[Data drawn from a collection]
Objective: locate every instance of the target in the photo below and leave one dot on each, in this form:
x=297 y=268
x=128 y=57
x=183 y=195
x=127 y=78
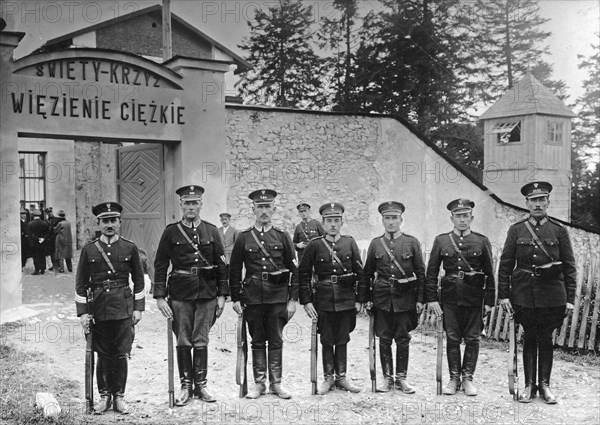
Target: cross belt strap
x=333 y=254
x=193 y=244
x=392 y=257
x=106 y=259
x=459 y=252
x=537 y=241
x=263 y=249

- GOAL -
Extract the text of all the items, copying each line verbatim but leaving out the pictures.

- CORRECT RESPONSE -
Objective: locate every instance of the target in the photo below and leave one dot on each, in this form:
x=297 y=268
x=128 y=57
x=183 y=195
x=127 y=78
Target: cross belt strap
x=333 y=254
x=193 y=244
x=392 y=257
x=106 y=259
x=459 y=252
x=537 y=241
x=263 y=249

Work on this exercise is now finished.